[Location annotation dataset excerpts]
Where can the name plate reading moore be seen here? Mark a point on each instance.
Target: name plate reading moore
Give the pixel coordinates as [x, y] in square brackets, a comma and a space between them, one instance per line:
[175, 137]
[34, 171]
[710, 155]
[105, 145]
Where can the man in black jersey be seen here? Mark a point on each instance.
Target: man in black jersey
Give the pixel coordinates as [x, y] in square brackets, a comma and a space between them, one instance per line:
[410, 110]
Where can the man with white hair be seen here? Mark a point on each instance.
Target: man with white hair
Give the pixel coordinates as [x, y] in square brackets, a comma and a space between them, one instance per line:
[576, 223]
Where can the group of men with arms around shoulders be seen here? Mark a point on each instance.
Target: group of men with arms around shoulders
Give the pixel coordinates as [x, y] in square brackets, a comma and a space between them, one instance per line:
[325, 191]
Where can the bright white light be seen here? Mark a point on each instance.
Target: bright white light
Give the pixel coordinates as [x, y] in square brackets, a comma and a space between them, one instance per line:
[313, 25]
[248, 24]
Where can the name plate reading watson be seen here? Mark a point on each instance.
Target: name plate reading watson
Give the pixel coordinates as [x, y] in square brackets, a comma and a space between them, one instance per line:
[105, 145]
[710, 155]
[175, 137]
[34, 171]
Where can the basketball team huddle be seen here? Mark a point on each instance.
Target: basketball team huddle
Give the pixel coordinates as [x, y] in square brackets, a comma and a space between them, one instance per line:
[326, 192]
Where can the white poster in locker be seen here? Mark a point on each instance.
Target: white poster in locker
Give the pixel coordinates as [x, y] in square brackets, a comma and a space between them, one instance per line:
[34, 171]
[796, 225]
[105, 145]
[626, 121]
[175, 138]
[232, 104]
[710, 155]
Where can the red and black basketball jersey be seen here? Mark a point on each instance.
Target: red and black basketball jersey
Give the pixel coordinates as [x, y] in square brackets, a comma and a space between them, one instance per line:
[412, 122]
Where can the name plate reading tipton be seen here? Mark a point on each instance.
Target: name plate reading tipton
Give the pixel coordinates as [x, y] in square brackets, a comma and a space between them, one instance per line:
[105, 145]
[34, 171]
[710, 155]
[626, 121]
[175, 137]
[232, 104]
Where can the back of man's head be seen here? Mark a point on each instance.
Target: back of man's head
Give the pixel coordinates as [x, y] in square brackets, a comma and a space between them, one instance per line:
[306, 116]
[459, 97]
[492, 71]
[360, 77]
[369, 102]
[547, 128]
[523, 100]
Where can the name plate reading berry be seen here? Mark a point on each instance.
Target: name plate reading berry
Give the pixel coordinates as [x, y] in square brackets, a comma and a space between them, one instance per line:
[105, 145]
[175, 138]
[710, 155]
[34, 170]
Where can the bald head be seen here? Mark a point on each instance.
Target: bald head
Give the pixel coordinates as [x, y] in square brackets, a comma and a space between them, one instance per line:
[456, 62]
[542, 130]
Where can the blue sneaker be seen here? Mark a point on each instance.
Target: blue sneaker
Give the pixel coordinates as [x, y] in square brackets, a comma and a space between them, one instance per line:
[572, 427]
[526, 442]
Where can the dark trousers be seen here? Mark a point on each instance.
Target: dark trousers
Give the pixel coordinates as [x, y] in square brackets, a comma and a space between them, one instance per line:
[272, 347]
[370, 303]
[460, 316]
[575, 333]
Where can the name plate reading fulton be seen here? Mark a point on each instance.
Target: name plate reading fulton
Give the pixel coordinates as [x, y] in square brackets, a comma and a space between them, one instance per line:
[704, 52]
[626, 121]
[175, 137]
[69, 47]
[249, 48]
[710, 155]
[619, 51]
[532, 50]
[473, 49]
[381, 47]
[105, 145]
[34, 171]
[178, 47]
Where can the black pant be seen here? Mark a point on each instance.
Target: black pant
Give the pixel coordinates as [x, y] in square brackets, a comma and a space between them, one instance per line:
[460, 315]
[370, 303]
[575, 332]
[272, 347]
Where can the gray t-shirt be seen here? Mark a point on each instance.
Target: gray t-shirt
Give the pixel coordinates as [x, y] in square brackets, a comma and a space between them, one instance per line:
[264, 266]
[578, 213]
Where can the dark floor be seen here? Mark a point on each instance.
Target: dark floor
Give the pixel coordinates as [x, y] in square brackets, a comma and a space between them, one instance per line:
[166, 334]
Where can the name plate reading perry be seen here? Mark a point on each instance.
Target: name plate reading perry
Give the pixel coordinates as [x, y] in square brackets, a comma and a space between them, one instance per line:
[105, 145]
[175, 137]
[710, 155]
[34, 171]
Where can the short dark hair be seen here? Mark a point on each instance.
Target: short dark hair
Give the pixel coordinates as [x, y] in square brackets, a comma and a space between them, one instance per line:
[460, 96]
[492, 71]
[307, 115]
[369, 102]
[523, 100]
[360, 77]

■ Stated exercise
Lines from the one containing "Where can the gray" through the final line are to be given again verbatim, with nothing before or after.

■ Task response
Where can the gray t-shirt be seen here? Mark a point on each instance.
Target: gray t-shirt
Give the pixel coordinates as [x, y] in square brackets, a comma and a space between them, one instance per line:
[264, 266]
[578, 213]
Where can the dark floor be seen here? Mark a point on each instance.
Target: dark floor
Give the pixel coordinates as [x, y] in square brackets, a comma and a space between them, one instance per line:
[166, 334]
Where can the name plate reading perry be seen here? Mark a point on each instance.
Target: name plate reading perry
Give the pixel coordinates as [x, y] in square brackets, a comma and a space between them, one instance per line:
[105, 145]
[175, 137]
[710, 155]
[34, 171]
Where can the short dark hair be seen here? Mark a point on each instance.
Target: short dark hair
Give the pixel coordinates as [x, y] in square brackets, a comma and a space between them, one instance per line:
[460, 96]
[492, 71]
[307, 115]
[369, 102]
[523, 100]
[360, 77]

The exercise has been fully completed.